▼

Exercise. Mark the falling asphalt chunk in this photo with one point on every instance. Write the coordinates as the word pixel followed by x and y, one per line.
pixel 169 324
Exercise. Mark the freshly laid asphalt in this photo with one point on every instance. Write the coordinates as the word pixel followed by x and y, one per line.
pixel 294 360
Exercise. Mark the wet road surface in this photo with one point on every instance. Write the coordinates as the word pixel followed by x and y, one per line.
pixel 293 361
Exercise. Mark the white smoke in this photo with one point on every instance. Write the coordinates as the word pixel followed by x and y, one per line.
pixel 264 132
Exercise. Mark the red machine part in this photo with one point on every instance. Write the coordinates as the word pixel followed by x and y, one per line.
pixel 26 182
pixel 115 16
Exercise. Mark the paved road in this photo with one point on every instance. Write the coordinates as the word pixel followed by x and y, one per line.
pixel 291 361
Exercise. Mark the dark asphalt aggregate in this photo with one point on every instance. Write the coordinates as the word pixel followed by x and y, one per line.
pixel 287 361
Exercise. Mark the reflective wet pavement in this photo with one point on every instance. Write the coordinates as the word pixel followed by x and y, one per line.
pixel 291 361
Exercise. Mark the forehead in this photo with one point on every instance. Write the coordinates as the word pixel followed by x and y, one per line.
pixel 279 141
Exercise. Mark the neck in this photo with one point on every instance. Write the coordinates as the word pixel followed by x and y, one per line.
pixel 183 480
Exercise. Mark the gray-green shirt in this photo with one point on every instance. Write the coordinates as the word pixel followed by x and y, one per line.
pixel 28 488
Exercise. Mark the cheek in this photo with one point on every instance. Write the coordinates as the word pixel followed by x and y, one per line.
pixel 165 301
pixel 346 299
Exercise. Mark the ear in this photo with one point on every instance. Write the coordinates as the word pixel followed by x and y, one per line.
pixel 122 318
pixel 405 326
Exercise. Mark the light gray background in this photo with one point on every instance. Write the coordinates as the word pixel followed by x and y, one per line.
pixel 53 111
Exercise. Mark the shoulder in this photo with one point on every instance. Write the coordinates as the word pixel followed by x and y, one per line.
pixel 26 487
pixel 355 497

▲

**Task requirements**: Reproduce only the lines between the line containing "Exercise. Mark the light" and the last line of the records, those two lines included, exactly.

**Task answer**:
Exercise. Mark the light gray background in this photo with one point on every instance. Write the coordinates as the word pixel followed by x and y, one per line.
pixel 53 111
Exercise. Mark the shoulder in this photo with one point on every instance. Write the coordinates as the word pixel followed by x and y, one per line.
pixel 26 487
pixel 355 497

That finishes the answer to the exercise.